▸ EXCERPTED TEXT
*****

# new super gaming rig



## sunnythefat (Mar 26, 2011)

hi guys iam new here. and this is my first post. i want to build a super gaming rig. i have a budget of 1.1 lakhs. iam from amritsar and i wanna know if there are any good pc shops here.

1. What is the purpose of the computer? (Note: If you are planning to say multimedia, you will have to be more specific as all types of systems are capable of doing that)
A:gaming and full hd movies

2. Are you open to alternate ideas/products giving similar better performance but offering more VFM/ sellers? If not- why?
A:yes

3. What is your MAX budget?
A:1.1 lakhs

4. Planning to overclock? 
A:yes

5. Which OS are you planning to use?
A:win 7

6. How much hard drive space is needed?
A:1 tb

7. What resolution will the screen run at & whats the size of the screen you want? If you already want have one and want to use it, mention its resolution and size.
A:will be using my full hd samsung lcd

8. How would you rate your hardware knowledge from the count of 1-10? (1 being the lowest, 5 being you are somewhat in sync with the current performers and 10 being the highest)
A:6

9. Have you ever built a desktop before or will this be done by an assembler? 
A:by assembler

10. When are you planning to buy the system?
A:in 2 weeks

11. Are you one of the types looking out for "future proof" configurations?
A:abt 2 years

12. Are there going to be any components that you don't want to include in this new rig? If yes, do mention.
A:monitor

13. Which city do you live in and are you open to buying from shops from other city/states?
A:amritsar

14. Mention any other points if deemed necessary
A: nothing

thanks in advance.


----------



## Gaurav Bhattacharjee (Mar 26, 2011)

*****

▸ DATA LISTING
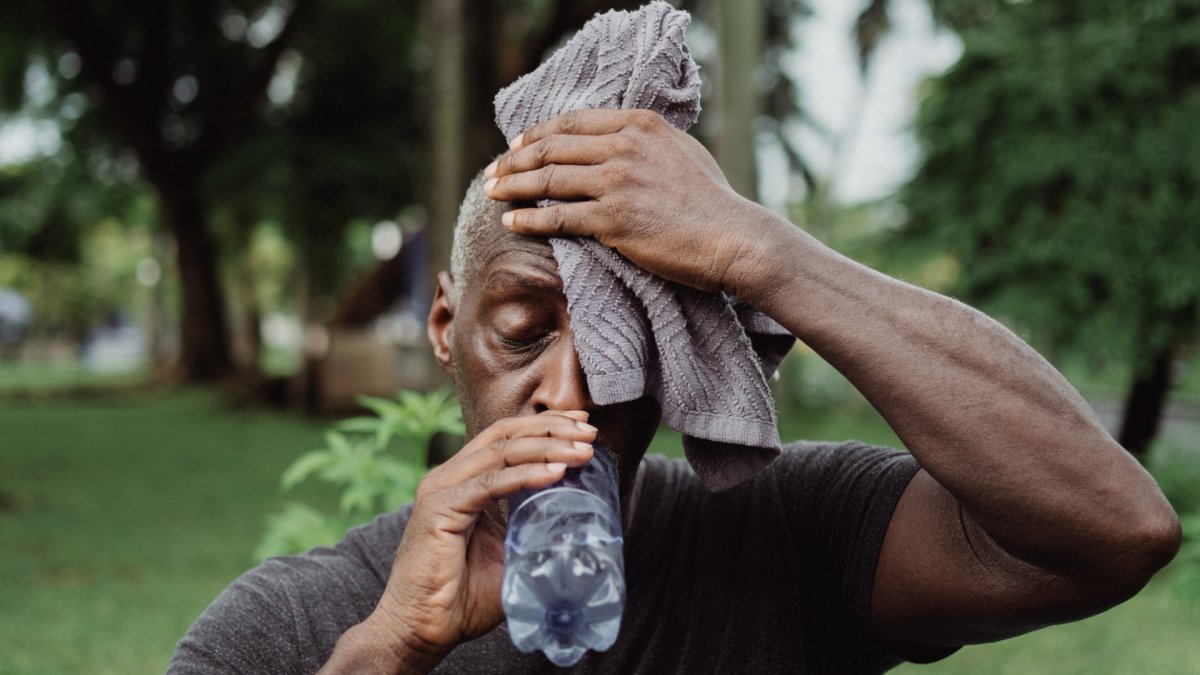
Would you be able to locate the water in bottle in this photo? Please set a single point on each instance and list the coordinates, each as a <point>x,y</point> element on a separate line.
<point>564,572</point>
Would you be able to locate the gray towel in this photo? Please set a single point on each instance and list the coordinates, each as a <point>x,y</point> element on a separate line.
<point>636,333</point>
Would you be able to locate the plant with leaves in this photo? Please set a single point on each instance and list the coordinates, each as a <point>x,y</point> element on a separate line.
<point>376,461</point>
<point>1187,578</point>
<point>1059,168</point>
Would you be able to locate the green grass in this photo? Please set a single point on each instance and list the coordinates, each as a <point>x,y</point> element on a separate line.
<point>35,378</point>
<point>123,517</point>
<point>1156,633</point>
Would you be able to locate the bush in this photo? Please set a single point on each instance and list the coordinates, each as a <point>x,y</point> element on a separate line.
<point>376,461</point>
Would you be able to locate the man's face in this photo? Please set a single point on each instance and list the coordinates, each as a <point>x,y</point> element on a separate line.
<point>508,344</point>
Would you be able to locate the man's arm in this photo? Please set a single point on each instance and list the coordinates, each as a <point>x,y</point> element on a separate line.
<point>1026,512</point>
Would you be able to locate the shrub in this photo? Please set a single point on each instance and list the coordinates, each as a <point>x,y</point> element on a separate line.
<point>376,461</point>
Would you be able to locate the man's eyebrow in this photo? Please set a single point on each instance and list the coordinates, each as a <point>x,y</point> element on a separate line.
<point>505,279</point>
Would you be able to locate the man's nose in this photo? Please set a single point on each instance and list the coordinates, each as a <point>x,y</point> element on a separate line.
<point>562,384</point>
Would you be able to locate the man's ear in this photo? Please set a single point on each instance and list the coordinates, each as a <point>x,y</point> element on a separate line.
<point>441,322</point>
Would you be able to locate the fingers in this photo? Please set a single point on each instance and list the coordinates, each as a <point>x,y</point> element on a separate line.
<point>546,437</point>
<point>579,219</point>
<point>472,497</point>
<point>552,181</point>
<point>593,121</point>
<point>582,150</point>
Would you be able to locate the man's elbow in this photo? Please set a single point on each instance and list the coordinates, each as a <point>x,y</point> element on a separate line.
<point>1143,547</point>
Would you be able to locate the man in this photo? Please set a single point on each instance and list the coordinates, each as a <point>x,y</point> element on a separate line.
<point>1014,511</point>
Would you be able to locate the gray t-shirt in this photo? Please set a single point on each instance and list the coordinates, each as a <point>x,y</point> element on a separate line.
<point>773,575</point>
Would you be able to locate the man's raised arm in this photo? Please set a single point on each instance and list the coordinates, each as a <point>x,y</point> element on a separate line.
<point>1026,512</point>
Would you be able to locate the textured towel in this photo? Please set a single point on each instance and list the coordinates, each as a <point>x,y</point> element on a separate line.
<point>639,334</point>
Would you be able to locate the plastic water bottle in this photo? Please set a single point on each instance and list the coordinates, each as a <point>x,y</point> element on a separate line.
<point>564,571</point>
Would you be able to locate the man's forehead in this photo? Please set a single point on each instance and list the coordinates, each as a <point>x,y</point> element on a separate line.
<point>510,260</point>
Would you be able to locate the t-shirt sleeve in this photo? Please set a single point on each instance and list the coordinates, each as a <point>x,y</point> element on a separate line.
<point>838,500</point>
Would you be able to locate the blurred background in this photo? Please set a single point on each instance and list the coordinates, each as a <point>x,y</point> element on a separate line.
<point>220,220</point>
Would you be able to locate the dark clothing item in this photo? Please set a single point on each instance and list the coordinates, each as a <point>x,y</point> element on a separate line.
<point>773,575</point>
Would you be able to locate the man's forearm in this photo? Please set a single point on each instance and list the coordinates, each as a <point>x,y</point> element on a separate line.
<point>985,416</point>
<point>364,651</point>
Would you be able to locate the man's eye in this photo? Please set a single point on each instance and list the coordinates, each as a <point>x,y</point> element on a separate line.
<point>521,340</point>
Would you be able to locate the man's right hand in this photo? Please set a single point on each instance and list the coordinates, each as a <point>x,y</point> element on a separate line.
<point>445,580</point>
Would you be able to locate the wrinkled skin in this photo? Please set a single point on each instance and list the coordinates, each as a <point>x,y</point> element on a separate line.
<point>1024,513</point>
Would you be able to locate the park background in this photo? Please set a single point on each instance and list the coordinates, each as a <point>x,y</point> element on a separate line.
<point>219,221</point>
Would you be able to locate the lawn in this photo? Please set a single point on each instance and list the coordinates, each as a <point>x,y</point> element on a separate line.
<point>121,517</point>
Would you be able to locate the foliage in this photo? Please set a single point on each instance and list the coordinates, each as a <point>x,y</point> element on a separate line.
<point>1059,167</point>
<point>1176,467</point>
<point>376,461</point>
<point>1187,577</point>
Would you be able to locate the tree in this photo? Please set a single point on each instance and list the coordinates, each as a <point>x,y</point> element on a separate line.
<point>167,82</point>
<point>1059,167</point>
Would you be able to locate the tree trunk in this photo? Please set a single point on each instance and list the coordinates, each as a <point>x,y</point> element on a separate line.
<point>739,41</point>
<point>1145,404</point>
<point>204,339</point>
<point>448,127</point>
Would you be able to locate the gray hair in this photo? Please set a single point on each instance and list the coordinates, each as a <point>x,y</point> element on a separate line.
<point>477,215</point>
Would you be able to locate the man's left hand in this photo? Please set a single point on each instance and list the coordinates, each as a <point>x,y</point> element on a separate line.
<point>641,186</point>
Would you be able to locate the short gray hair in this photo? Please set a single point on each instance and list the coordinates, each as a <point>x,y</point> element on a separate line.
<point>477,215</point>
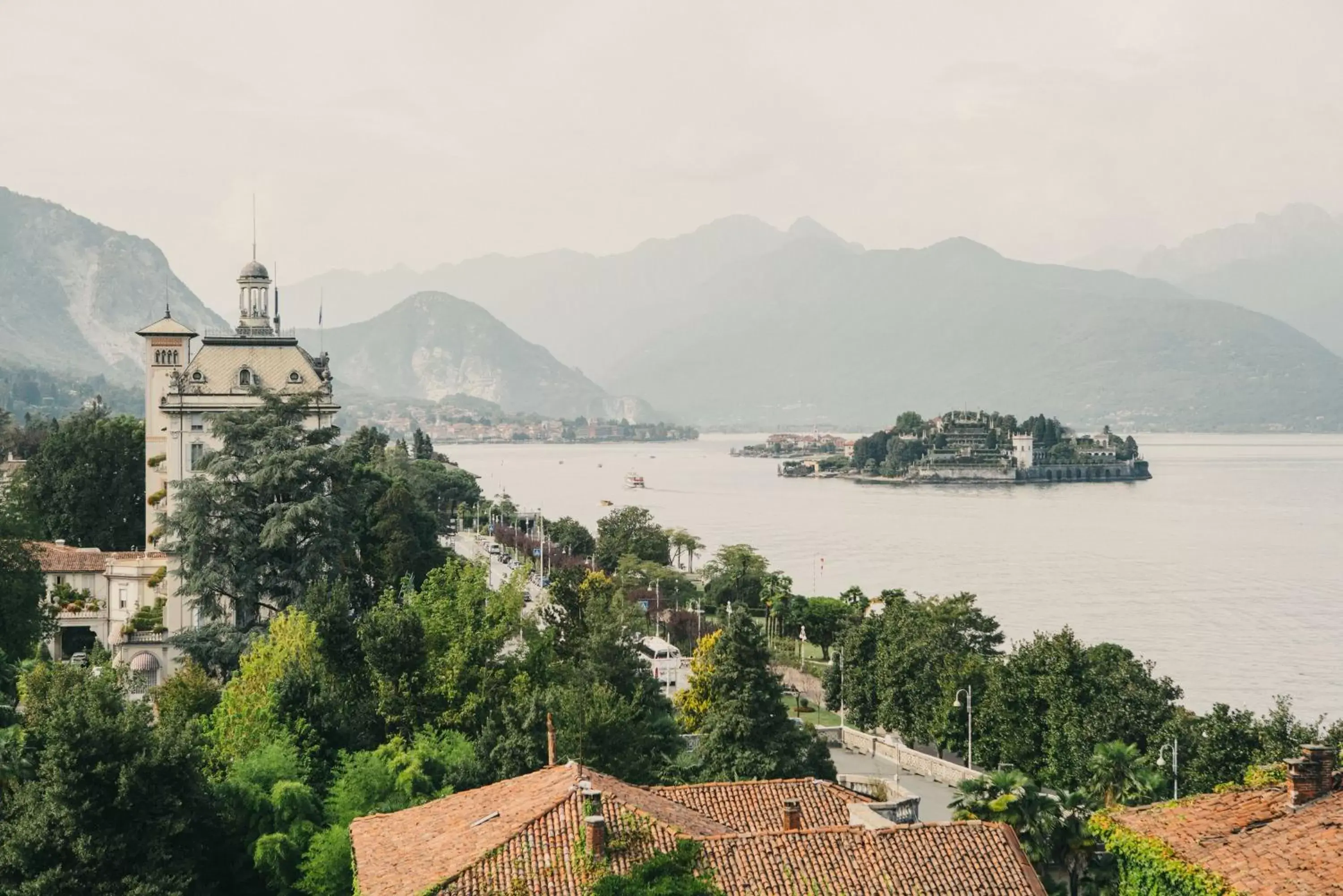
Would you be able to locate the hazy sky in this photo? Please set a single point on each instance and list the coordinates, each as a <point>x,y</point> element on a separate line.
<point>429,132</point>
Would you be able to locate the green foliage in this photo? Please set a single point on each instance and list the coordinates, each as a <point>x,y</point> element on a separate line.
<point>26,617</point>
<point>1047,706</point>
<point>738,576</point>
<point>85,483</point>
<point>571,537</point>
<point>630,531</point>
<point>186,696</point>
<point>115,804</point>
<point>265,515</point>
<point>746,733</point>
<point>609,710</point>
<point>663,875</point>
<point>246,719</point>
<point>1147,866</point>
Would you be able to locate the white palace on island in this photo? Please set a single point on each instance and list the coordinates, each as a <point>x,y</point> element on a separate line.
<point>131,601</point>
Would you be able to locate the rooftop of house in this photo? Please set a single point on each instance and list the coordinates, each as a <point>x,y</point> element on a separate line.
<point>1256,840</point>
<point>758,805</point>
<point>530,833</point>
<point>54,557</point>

*****

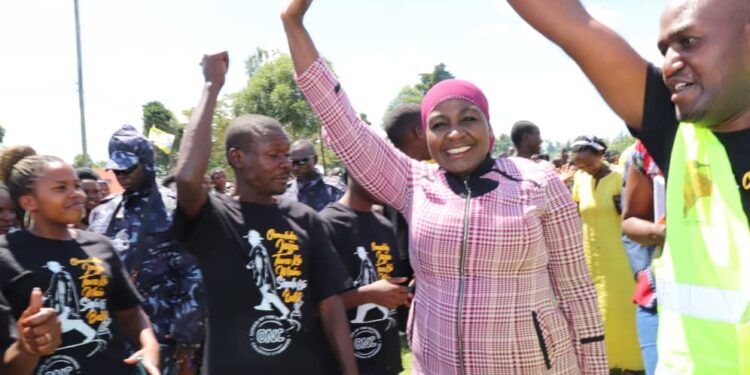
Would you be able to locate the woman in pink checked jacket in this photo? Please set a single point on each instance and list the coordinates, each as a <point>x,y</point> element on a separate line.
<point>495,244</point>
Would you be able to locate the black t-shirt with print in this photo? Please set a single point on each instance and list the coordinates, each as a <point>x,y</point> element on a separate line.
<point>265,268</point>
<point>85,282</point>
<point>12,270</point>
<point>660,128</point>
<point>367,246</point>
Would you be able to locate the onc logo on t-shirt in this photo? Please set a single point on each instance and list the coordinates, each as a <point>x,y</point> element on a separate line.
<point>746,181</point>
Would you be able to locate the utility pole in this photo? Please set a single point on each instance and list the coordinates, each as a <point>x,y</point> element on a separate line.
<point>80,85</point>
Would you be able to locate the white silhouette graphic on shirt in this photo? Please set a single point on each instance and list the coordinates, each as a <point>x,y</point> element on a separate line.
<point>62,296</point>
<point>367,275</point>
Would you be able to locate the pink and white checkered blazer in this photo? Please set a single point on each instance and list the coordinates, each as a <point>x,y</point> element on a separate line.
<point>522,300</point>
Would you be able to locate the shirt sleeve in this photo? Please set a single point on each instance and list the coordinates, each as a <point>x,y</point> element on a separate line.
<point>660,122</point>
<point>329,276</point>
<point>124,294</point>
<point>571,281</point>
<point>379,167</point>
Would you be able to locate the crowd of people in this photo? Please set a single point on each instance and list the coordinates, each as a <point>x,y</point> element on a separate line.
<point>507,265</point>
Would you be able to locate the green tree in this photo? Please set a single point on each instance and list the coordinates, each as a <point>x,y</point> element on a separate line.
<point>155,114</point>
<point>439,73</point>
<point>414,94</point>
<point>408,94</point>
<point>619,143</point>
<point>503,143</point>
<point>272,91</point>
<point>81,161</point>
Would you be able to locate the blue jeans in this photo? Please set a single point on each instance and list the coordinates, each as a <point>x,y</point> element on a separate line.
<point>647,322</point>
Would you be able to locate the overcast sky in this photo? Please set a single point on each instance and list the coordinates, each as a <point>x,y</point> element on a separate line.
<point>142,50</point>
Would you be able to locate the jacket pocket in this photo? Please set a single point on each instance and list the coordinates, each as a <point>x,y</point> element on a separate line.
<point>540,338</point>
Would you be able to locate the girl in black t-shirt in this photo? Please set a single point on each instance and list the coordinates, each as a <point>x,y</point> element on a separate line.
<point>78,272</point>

*****

▸ PROBLEMS TO SOLVE
[1] Answer these questions about the gaming rig forum thread:
(a) What maximum budget does the original poster state?
(b) Which operating system does the poster plan to use?
(c) Who will put the desktop together?
[2] Continue the forum thread about the gaming rig from the point where it stops.

▸ FINAL RESULTS
[1]
(a) 1.1 lakhs
(b) Win 7
(c) An assembler

[2]
*Component*
|
*Make*
|
*Price*
*Processor*
| Intel Core i7 2600k | 16200
*Motherboard*
| ASUS P8P67 PRO | 11500
*RAM*
| G.Skill Ripjaws X F3-12800CL9D-4GBXL | 3200 
*Graphic Card*
|MSI N580GTX|27000
*SSD*
|Corsair Force 60GB | 7200
*HDD*
| Western Digital Caviar Black 1TB | 4700
*DVD Writer*
 | LG 22X SATA DVD | 900
*PSU*
| Corsair HX850 | 9200
*Case*
| Coolermaster HAF X | 11500
*Mouse*
| Razer Imperator | 3000
*Keyboard*
| Logitech G110 | 3000
*Mouse Pad*
| SteelSeries Fanatic | 1200
*UPS*
| Numeric 1KVA |4000
*Speakers*
|Logitech X-506 |5500
|
* Total*
|108200


----------



## Jaskanwar Singh (Mar 26, 2011)

gaurav he has 1.1 lakh budget. put a 60gb ssd. 40 will get filled up easily. corsair force 60gb is 7.2k. now you can also put a corsair AX850. and a WDC 1TB black.


----------



## Gaurav Bhattacharjee (Mar 26, 2011)

Jaskanwar Singh said:


> gaurav he has 1.1 lakh budget. put a 60gb ssd. 40 will get filled up easily. corsair force 60gb is 7.2k. now you can also put a corsair AX850. and a WDC 1TB black.



ok...editing...


----------



## arko1983 (Mar 26, 2011)

Gaurav Bhattacharjee said:


> *Component*
> |
> *Make*
> |
> ...


get a corsair 1000hx---14500(will be great if u add another gfx later & future proof)
remove the ssd get more ram atleast 6 gb total
get coolermaster atcs 840 -14500(i have this case and its really dust free with all the filters+ all aluminium)
remove the sound card get a costlier motherboard.
In my opinion(i may be wrong) ssd are not that gr8 for gaming and a costlier board have good inbuilt sound card.


----------



## Gaurav Bhattacharjee (Mar 26, 2011)

arko1983 said:


> get a corsair 1000hx---14500(will be great if u add another gfx later & future proof)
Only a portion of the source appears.